+++ Records provided +++
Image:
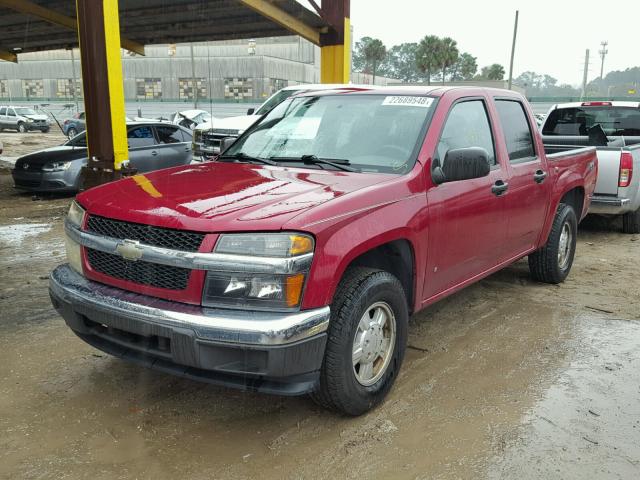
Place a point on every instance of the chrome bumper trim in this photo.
(233, 326)
(220, 262)
(609, 201)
+++
§ Exercise goal: Give the data again exactly as written, with no pictures included.

§ Response box:
Image:
Place a point on every instance of the chrome bumper trim in this photo.
(233, 326)
(220, 262)
(609, 201)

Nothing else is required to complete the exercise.